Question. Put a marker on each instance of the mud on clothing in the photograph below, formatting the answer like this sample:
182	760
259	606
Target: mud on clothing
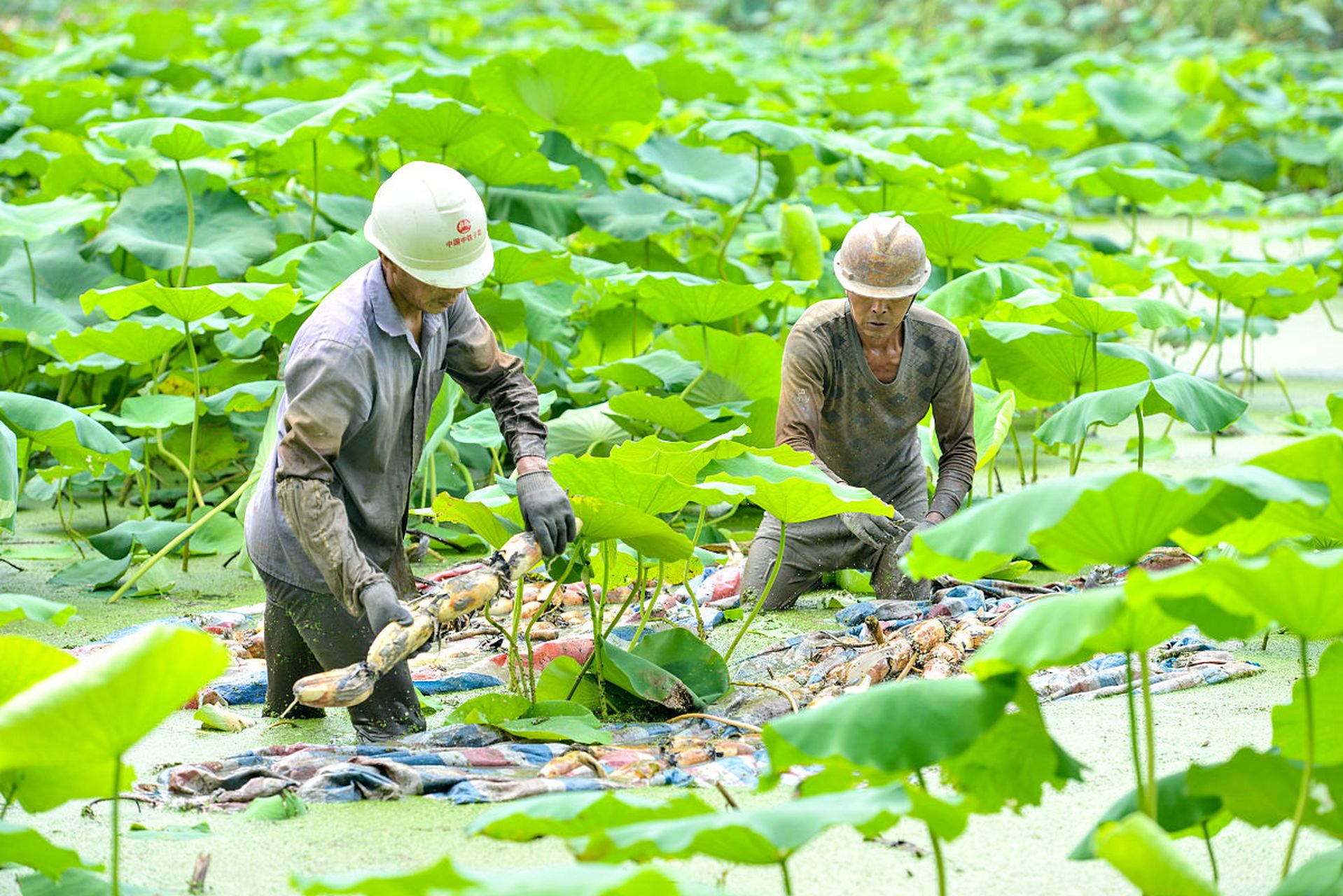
329	512
864	433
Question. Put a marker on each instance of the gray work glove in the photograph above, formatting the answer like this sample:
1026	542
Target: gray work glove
923	526
547	511
873	531
383	608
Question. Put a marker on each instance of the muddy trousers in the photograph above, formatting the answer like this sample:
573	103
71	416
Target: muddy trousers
308	633
826	546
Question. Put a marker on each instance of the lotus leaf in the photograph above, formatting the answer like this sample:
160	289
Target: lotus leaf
1178	813
569	89
74	440
758	836
703	172
1142	852
151	223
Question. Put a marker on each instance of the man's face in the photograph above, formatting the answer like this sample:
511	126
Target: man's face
877	318
417	293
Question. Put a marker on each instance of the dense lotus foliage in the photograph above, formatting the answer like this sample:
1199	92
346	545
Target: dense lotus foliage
667	186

===============

## WHAT YOU NEED TO DO:
Scan the records for the word "like" and copy every line where it is found.

## RESPONSE FOR THIS EXERCISE:
Question. Put a marker on each instance of the mud on clothing in the photograph below, formatting the answer like this sample:
Question. Put a marker on each instance of the gray work glove in the photograph above, formatting the answer like this sample:
Question. Put a marker on each instance of the muddy trousers in the photograph above, formatting the answer like this sample:
Question. Put a marker on each instance of the lotus leaf in the photograph above, formatting the answer like this sample:
Question. Put a marker on each instance of the man's face in the photograph above, formatting the answer like this sample:
Question. Put a marker on each instance of the dense lotus foliage in the photograph above, formatting the answer like this sample:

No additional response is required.